DOCUMENT EXCERPT =
════

Laguna Beach Fire Department marks 100th Anniversary

The Laguna Beach Fire Department marks its centennial year in 2019, celebrating 100 years of service in the City of Laguna Beach. On Sunday, Oct 27, current and retired Laguna Beach Firefighters commemorated the Department’s 100-year anniversary with a badge-pinning and gathering at City Hall.

“For 100 years the Laguna Beach Fire Department has sworn to protect the community, taking pride in our history and protecting the City we serve,” said Laguna Beach Fire Chief Mike Garcia. “Our mission is to provide emergency response, prevention, preparedness, and education to residents, businesses, and visitors of our City so they can live safely and prosper in a hazard-resilient community. I would like to thank all of the past and present members of this Fire Department for their unwavering dedication to the City of Laguna Beach over the last 100 years,” Garcia said.

════

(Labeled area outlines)

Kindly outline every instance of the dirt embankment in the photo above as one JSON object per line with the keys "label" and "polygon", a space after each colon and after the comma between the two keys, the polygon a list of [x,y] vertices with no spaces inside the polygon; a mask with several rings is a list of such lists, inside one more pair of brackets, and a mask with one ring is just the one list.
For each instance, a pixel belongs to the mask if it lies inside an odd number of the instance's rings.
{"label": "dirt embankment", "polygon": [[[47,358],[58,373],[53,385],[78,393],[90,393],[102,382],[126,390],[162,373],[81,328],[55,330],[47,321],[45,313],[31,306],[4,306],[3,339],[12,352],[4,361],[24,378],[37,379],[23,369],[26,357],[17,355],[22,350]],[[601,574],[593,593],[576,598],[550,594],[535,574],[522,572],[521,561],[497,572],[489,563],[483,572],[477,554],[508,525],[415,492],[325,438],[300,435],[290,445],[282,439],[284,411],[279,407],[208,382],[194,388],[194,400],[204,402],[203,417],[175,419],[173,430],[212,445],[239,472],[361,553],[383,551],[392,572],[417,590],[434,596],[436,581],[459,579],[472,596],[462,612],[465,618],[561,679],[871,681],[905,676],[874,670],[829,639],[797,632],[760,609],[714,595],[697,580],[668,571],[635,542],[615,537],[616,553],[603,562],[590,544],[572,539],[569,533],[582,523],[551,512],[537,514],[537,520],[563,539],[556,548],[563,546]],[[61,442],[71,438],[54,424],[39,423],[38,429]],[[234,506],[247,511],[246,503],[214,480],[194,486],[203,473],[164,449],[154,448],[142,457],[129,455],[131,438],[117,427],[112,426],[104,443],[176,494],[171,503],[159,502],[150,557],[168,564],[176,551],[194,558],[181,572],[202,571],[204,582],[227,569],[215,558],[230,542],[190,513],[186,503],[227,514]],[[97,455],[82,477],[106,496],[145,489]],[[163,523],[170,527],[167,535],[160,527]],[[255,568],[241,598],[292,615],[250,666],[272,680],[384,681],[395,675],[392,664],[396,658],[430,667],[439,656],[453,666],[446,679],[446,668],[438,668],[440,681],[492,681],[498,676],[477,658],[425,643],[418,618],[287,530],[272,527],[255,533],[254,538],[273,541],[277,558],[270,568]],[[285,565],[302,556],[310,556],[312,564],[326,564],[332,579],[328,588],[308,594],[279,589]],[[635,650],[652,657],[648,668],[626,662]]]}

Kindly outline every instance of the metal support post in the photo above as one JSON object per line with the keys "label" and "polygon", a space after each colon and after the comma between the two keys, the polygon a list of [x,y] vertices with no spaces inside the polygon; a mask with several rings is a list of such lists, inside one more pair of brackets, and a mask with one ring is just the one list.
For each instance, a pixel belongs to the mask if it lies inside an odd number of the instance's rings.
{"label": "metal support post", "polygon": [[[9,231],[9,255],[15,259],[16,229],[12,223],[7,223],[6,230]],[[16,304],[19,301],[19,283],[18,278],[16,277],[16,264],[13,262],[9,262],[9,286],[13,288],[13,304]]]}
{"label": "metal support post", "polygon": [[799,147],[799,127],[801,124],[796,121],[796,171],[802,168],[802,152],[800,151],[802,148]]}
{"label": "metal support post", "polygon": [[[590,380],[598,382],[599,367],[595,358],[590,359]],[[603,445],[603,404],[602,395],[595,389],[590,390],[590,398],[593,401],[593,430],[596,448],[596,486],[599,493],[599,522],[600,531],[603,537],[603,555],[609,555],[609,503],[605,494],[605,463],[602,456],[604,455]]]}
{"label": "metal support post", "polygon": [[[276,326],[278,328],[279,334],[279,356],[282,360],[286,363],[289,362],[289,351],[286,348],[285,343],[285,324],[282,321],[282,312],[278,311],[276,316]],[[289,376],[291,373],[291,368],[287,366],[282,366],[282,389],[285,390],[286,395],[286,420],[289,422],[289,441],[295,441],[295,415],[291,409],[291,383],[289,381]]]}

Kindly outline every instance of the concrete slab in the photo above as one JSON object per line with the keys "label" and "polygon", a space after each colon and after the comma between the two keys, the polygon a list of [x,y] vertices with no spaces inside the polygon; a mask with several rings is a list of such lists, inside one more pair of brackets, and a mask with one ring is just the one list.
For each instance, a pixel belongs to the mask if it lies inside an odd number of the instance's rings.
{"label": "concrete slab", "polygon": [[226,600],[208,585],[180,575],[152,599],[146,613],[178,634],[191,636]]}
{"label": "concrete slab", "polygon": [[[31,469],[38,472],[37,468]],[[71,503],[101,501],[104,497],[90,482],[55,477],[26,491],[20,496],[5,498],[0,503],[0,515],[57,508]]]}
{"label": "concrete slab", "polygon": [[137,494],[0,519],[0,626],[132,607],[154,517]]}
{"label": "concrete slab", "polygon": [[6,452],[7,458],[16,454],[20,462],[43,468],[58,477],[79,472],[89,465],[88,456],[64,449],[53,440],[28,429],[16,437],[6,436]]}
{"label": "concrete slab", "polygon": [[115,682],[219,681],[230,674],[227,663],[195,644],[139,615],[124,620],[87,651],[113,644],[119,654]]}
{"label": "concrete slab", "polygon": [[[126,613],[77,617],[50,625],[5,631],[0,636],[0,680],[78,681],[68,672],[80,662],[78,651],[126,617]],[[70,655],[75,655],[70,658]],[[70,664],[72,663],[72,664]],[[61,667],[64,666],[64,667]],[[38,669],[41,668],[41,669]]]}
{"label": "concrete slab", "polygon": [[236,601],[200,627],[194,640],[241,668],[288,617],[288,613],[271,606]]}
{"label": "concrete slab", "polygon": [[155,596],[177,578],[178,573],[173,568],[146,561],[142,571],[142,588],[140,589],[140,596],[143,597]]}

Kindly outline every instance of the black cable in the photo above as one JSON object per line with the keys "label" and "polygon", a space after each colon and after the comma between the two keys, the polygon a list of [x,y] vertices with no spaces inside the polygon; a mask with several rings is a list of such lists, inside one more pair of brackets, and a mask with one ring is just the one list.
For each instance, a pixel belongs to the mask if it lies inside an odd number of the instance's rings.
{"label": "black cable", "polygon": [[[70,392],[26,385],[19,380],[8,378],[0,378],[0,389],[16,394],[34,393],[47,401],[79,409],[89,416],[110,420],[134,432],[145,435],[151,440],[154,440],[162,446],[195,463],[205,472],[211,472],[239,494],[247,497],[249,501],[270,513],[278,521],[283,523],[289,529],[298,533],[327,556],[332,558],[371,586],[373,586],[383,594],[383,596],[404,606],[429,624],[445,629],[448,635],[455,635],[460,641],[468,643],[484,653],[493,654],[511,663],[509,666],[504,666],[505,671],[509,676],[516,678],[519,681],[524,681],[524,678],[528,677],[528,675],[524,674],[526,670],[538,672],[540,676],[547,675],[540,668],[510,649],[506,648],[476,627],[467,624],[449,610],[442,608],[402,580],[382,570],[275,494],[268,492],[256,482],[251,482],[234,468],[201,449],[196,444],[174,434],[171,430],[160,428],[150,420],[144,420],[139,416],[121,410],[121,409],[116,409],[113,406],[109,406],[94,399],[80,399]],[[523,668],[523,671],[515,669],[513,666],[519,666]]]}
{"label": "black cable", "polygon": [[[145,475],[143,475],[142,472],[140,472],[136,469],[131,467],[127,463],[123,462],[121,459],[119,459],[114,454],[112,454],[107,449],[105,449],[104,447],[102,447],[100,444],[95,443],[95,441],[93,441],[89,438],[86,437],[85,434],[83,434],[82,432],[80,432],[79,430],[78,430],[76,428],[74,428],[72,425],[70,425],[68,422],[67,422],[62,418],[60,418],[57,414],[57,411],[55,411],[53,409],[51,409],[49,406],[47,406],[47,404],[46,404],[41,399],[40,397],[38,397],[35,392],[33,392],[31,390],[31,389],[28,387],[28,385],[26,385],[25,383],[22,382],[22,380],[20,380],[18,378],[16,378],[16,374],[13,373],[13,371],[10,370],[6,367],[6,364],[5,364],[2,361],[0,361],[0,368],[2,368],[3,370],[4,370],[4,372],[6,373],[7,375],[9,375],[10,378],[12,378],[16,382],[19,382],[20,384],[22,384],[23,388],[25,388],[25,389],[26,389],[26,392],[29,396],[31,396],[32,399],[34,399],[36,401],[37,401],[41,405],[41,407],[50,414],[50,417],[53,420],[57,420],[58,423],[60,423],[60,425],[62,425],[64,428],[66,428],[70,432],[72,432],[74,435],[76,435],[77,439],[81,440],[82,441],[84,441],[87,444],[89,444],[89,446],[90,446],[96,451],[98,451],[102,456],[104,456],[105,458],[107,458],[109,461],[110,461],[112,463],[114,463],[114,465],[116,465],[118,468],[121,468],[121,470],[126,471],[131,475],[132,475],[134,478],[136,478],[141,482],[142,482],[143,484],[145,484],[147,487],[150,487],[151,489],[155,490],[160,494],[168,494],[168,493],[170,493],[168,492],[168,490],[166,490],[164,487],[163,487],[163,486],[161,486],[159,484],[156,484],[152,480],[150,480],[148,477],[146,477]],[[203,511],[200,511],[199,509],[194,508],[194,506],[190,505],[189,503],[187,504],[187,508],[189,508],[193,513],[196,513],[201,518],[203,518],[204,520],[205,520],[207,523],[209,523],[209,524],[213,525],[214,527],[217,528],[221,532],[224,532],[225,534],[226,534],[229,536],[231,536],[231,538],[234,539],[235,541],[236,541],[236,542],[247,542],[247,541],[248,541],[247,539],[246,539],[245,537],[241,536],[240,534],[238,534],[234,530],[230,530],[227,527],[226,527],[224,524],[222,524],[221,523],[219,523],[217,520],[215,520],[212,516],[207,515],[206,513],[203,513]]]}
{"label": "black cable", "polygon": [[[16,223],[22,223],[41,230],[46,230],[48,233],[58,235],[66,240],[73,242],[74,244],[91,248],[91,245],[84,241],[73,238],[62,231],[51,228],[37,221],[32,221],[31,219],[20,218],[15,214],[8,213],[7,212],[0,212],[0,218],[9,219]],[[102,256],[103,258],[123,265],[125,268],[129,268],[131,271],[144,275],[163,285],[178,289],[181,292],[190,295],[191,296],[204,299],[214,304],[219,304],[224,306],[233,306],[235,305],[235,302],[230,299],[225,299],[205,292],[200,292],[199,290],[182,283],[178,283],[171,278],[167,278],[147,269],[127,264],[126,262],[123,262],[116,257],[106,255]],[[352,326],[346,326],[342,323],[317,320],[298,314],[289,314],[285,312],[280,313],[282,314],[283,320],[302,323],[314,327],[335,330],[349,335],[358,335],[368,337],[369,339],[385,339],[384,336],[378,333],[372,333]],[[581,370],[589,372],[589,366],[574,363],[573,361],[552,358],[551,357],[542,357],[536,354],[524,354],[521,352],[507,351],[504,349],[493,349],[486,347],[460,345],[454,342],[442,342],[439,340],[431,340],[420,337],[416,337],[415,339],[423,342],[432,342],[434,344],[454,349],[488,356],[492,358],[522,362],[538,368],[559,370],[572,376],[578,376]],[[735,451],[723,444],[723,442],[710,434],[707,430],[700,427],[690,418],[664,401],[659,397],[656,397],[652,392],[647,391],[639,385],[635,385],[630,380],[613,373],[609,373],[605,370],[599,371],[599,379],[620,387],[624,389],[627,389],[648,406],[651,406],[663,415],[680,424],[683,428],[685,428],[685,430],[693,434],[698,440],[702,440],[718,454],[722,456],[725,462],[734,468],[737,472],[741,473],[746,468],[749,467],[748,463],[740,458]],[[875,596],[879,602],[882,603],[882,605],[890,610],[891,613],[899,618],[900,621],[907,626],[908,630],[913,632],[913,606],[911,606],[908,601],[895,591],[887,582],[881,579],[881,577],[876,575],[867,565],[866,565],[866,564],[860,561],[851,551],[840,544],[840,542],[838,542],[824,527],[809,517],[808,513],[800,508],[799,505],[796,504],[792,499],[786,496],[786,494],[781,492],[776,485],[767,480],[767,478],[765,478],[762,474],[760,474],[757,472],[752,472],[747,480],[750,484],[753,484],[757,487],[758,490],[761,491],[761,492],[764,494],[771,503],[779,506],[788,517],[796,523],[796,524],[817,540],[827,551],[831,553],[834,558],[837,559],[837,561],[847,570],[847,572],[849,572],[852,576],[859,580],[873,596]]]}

════

According to the fire department centennial article, where did current and retired firefighters gather for the badge-pinning on Sunday, Oct 27? The items play no part in what comes next.

EXERCISE SOLUTION =
City Hall